Reading passage below:
Posted on | July 29, 2011 | Comments Off
A recent study by researchers at Mānoa and Oregon State University provides strong evidence that mitochondria, an organelle found in all eukaryotic cells, share a common evolutionary ancestor with a lineage of marine bacteria known as SAR11, arguably the most abundant group of microorganisms on Earth.
“This is a very exciting discovery,” says Michael Rappe, associate researcher at the Hawaiʻi Institute of Marine Biology. “The results that we present make sense in a lot of ways—the physiology of SAR11 makes them more apt to be dependent on other organisms, and based on the contemporary abundance of SAR11 in the global ocean, the ancestral lineage may have also been abundant in the ancient ocean, increasing encounters between this bacterial lineage with the host of the original symbiosis event.”
End of Reading passage.
Material shown below:
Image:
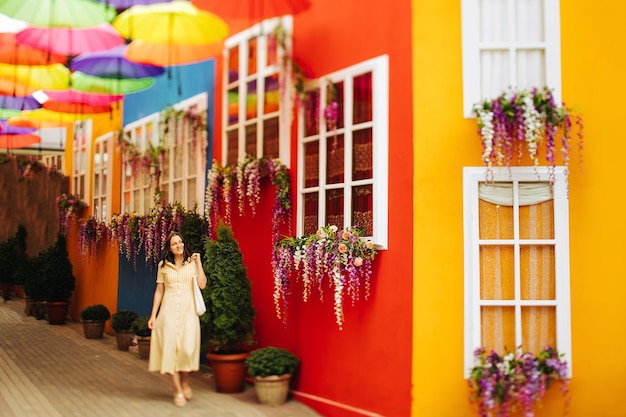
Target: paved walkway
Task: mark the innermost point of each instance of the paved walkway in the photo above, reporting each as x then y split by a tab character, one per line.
54	371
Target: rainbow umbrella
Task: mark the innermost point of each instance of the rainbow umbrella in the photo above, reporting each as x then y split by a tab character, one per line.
71	41
58	13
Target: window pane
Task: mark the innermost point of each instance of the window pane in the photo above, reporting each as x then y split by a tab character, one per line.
497	273
538	328
233	143
272	95
251	140
311	164
251	100
495	221
498	328
270	138
362	209
311	202
537	221
311	113
537	272
362	154
334	207
362	107
233	64
233	106
252	56
334	159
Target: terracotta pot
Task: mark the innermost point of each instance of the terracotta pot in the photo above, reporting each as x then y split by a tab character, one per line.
229	371
143	347
124	338
57	311
94	329
272	390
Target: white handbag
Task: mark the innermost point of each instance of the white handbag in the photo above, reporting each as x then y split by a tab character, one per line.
197	295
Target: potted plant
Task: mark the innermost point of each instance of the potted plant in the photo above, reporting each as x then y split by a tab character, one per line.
58	280
229	319
142	332
122	322
94	317
271	367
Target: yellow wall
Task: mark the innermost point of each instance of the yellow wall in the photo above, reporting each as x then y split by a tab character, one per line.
593	44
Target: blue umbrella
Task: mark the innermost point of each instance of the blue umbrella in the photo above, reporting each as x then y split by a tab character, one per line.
113	63
19	102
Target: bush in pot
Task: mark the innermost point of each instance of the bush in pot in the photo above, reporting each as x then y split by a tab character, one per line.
271	367
122	322
142	332
94	317
229	319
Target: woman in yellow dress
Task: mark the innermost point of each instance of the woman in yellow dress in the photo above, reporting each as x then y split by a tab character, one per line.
175	339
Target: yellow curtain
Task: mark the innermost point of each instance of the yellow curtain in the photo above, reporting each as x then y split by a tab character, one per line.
536	277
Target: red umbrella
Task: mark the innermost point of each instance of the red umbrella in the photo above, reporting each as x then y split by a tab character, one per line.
18	141
71	41
258	10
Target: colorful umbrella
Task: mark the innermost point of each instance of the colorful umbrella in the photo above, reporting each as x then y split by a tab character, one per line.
91	84
71	41
14	53
175	23
15	141
63	13
168	55
19	102
114	64
22	80
257	10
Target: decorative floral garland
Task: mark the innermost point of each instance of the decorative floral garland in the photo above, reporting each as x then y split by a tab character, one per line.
515	121
342	257
516	381
68	204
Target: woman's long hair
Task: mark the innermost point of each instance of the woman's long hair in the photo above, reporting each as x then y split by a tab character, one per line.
167	254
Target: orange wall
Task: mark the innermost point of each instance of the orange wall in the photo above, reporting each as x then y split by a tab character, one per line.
592	43
364	369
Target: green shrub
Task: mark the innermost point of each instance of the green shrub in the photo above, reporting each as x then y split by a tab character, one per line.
271	360
97	312
123	320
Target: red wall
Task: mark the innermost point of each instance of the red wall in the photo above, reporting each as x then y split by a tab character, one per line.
365	369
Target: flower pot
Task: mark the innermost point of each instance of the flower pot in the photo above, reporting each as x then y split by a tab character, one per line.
57	311
93	329
229	371
143	347
272	390
124	338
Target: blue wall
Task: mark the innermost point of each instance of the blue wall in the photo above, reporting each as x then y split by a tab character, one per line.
136	283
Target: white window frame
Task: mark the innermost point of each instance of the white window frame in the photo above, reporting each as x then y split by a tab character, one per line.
105	142
471	45
81	154
472	176
260	31
379	67
199	101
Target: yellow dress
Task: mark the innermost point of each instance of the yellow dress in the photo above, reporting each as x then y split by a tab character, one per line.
175	338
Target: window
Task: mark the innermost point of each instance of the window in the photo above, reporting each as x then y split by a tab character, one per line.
82	148
509	43
342	177
177	150
516	261
102	184
255	121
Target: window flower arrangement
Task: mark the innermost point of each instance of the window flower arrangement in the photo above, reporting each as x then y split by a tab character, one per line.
525	120
68	204
341	257
516	381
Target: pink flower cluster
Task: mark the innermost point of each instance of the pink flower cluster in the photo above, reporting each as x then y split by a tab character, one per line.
515	382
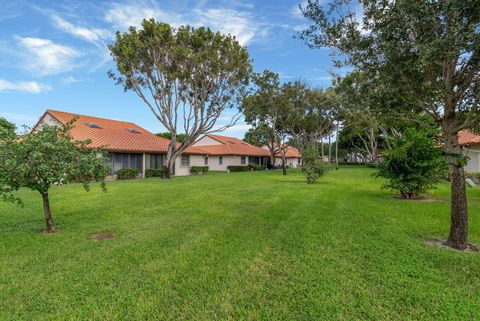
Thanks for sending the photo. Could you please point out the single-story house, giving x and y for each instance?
(128, 145)
(131, 146)
(293, 157)
(223, 151)
(470, 144)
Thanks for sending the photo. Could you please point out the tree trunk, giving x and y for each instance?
(458, 208)
(329, 148)
(167, 167)
(48, 213)
(336, 146)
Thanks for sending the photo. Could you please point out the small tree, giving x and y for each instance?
(44, 158)
(414, 164)
(187, 77)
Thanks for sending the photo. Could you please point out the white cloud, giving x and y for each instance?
(44, 57)
(122, 16)
(239, 23)
(93, 35)
(31, 87)
(229, 21)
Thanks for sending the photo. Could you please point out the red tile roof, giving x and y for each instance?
(468, 138)
(292, 152)
(232, 146)
(114, 135)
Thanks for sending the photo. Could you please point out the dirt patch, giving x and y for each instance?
(426, 199)
(102, 236)
(443, 244)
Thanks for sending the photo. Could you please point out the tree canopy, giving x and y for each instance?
(186, 76)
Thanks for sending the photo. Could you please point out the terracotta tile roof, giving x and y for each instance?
(114, 135)
(468, 138)
(232, 146)
(291, 152)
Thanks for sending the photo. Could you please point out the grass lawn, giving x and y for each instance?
(239, 246)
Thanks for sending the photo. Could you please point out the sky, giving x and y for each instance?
(54, 55)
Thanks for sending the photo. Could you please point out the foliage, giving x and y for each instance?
(313, 168)
(46, 157)
(128, 173)
(180, 137)
(154, 172)
(188, 73)
(256, 167)
(237, 168)
(414, 165)
(199, 170)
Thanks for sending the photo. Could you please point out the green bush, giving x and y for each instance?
(474, 176)
(236, 168)
(252, 167)
(127, 173)
(198, 170)
(154, 172)
(414, 165)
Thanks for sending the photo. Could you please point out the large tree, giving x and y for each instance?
(44, 158)
(265, 108)
(187, 77)
(427, 54)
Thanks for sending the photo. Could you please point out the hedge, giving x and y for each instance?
(127, 173)
(154, 172)
(236, 168)
(199, 170)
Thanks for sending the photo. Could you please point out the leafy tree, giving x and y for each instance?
(167, 135)
(258, 136)
(44, 158)
(186, 75)
(414, 165)
(426, 55)
(264, 108)
(312, 166)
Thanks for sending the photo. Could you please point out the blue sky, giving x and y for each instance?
(53, 54)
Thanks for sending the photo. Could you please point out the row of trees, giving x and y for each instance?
(421, 58)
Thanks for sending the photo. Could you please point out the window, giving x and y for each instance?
(185, 161)
(120, 161)
(156, 161)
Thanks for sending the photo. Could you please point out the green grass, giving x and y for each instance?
(239, 246)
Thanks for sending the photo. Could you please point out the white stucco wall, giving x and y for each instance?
(206, 141)
(291, 161)
(213, 162)
(473, 164)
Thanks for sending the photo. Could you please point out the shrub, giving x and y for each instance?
(312, 167)
(474, 176)
(127, 173)
(154, 172)
(414, 165)
(236, 168)
(199, 170)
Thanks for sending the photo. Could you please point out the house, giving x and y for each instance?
(470, 144)
(223, 151)
(128, 145)
(131, 146)
(293, 157)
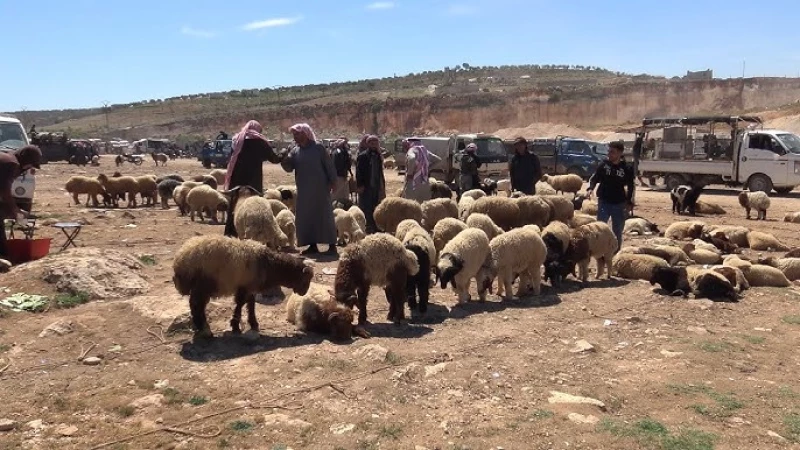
End of Material shown.
:: Assigned task A ::
What position does Michael Rappe hold, according to the SAR11 article?
:: Assigned task B ::
Transcribe the stretch of the SAR11 article from "Posted on |" through "microorganisms on Earth.".
:: Assigned task C ::
Write the next part of the SAR11 article, picking up after its final sentence.

:: Output A ::
He is an associate researcher at the Hawaiʻi Institute of Marine Biology.

:: Output B ::
Posted on | July 29, 2011 | Comments Off
A recent study by researchers at Mānoa and Oregon State University provides strong evidence that mitochondria, an organelle found in all eukaryotic cells, share a common evolutionary ancestor with a lineage of marine bacteria known as SAR11, arguably the most abundant group of microorganisms on Earth.

:: Output C ::
In order to understand the evolutionary history of the SAR11 clade of marine bacteria, colleagues at Oregon State University compared the genomics of mitochondria from diverse supergroups of eukaryotes with the genomics of SAR11 strains isolated by Rappe’s laboratory. This approach provided highly sophisticated and thorough phylogenetic analysis of these genomes.
In addition to discovering the evolutionary connection between mitochondria and SAR11, the phylogenomics-based assessment of the diversity of this group (i.e., an assessment based on the entire genome, rather than single genes) provided substantial support for proposing a new family of bacteria, Pelagibacteraceae, fam. nov. “The implication is that the lineage of highly abundant marine bacteria known as SAR11 contains a significant amount of genetic diversity, which potentially indicates significant diversity in metabolism,” notes Rappe.
Rappe and colleagues at SOEST and OSU continue to grow new strains of SAR11 and probe their genomes to further understand their metabolic potential and how they have become so successful in the global ocean.